> EXERCISE BRIEF
What follows is a listing; restate every line of it word for word.

> MATERIAL FOR THIS TASK
* START *
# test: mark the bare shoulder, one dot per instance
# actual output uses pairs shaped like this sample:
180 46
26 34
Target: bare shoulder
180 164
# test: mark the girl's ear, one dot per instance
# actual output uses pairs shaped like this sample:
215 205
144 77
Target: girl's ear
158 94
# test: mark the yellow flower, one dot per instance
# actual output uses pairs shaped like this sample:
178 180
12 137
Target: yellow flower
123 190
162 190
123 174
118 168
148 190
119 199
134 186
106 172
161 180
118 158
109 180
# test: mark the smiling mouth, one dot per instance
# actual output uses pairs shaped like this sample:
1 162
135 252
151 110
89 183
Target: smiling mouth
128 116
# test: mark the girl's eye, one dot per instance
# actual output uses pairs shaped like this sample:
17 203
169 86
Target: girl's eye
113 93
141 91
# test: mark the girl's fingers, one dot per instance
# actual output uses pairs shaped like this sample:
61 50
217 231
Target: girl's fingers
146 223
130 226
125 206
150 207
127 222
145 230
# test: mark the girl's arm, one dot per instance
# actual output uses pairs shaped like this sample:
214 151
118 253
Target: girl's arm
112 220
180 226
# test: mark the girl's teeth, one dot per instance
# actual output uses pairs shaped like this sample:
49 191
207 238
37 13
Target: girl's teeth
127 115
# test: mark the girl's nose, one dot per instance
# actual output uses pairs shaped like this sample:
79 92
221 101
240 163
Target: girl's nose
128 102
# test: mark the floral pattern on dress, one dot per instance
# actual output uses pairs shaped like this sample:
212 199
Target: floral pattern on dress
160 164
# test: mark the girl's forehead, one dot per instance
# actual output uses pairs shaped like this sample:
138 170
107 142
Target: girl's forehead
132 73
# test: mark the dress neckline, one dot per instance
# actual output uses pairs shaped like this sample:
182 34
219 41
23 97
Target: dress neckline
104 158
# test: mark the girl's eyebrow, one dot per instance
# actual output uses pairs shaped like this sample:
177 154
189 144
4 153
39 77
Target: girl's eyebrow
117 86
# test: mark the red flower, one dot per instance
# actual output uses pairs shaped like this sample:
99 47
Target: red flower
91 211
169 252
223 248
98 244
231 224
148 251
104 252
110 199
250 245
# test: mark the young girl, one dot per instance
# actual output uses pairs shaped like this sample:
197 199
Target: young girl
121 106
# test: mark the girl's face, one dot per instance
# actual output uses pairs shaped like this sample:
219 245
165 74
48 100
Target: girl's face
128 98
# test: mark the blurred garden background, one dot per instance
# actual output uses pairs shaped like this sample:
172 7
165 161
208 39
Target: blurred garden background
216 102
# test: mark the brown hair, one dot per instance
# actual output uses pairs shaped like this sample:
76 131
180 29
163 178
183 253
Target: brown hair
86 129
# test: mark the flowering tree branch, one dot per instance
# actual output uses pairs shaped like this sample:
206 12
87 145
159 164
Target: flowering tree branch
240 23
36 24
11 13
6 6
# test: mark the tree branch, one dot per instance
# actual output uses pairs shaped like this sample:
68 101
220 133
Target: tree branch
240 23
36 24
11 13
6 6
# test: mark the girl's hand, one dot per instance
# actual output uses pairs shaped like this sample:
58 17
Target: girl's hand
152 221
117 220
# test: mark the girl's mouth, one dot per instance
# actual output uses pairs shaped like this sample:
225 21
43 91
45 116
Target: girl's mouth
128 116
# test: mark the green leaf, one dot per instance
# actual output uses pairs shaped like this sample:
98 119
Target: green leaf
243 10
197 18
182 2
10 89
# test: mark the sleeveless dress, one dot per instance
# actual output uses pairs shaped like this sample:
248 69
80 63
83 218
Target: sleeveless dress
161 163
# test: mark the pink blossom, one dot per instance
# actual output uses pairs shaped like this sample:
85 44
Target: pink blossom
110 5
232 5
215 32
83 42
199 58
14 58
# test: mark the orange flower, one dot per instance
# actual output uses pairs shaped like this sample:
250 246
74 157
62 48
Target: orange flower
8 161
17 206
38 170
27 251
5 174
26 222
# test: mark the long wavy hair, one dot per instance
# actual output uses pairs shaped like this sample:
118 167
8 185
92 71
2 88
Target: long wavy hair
* END *
> WORKED SOLUTION
# test: mark the bare shoulder, one dot per instance
# actual output uses pairs shaped like this sample:
180 46
26 34
Target: bare shoulder
180 164
# test: mark the girl's ear, one dot per instance
# actual output uses pairs shaped like this sample:
215 205
144 77
Target: girl's ear
158 94
# test: mark the yellow flower, one dot per instance
# actual output uses pairs shaped like this sample:
178 180
12 137
Target: yellow flower
123 190
162 190
123 174
118 168
148 190
119 199
134 186
106 172
161 180
118 158
109 180
# test: mark the smiling mouth, one dot per instance
# actual output uses pairs shaped like this sample:
1 162
135 252
151 110
89 183
Target: smiling mouth
128 116
# test: mark the girl's eye, one dot per instance
# actual output uses pairs shaped like this sample:
17 203
169 86
Target: girl's eye
113 93
141 91
# test: mark the girl's fingers, one dot per instance
# actual output uses pairs shaped like this sample:
61 50
217 231
Target: girl's fingers
146 223
130 226
125 206
150 207
127 222
145 230
# test: mark the girl's arm, one dot per instance
# actual output uses pairs shaped like this sample:
214 151
118 253
Target: girl's arm
112 220
180 226
# test: mark the girl's teeth, one dot per instance
# actual output uses pairs shaped like this sample:
49 191
207 238
37 13
Target: girl's teeth
127 115
# test: mark the girl's nose, one dot per instance
# actual output uses pairs shaped like this sample:
79 92
221 101
240 163
Target: girl's nose
128 102
# test: mark the floral pattern on dress, one dot per instance
# actual output uses pairs shaped like this sample:
212 199
Target: floral pattern on dress
160 164
# test: mark the girl's forehead, one dot per instance
# actual output uses pairs shaped like this sample:
138 170
107 142
Target: girl's forehead
132 73
# test: mark the dress neckline, one dot per instance
# actual output uses pairs shaped like this sample:
182 34
219 41
23 97
Target: dress neckline
104 158
# test: mark the girl's eyebrow, one dot per instance
# actual output uses pairs shaped like this sample:
177 154
189 144
4 153
39 77
Target: girl's eyebrow
117 86
# test: mark the red flower, one dot per instance
# actual output uses pairs shaped like this sample:
99 47
Target: red flower
91 211
169 252
223 248
98 244
231 224
148 251
104 252
110 199
250 245
# test: mark the young girl, one dot per instance
# actual output uses pairs shaped like this sample:
197 199
Target: young girl
121 106
# test: mark the girl's face, one dot per instance
# actual output uses pairs shaped like this sample:
219 245
165 74
48 100
Target: girl's face
128 98
# test: mark the blurred garden background, one dot per instance
# actual output uses pairs shaped like this sample:
172 7
165 161
208 39
Target: blurred garden background
216 102
# test: mark the brown hair, one dot per instance
# actual output uses pairs shaped like this sample:
76 131
180 29
163 178
183 253
Target: brown hair
86 129
# test: mark the flowering tree branch, one dot per instance
# actual output uses pairs shaped like this sample:
206 12
87 145
159 164
Target: flowering tree branch
240 23
36 24
11 13
6 6
# test: mark the tree branch, one dot per instance
# actual output uses pairs shaped like this sample:
68 101
220 133
Target: tree branch
240 23
36 24
11 13
6 6
# test: mark the girl's hand, one dot per instance
# actual output uses pairs shaped like this sample:
58 17
Target: girl's hand
152 221
117 220
# test: mark the girl's mouth, one dot per instance
# actual output uses pairs shaped like this sample:
225 21
43 91
45 116
Target: girl's mouth
128 116
# test: mark the green leaf, one dot per instance
# actual output uses pairs shaped like this sample:
98 119
Target: green leaf
243 10
197 18
182 2
10 89
# test: mark the sleeveless dress, one dot per instance
# actual output uses pairs shaped like this sample:
248 69
80 63
83 218
Target: sleeveless dress
161 163
# test: mark the pink blossom, one dot per instance
# actual output uses pairs shaped like this sample:
85 44
Target: pink blossom
110 5
232 5
215 32
83 42
199 58
14 58
# test: mark the orange flower, one dot per instance
# actual output uses pairs shaped like this sample:
250 246
74 157
62 48
Target: orange flower
8 161
17 206
38 170
27 251
5 174
26 222
# test: mark the long wavy hair, one dot per instance
# actual output uses pairs shaped like this sample:
118 167
8 185
92 71
2 88
Target: long wavy hair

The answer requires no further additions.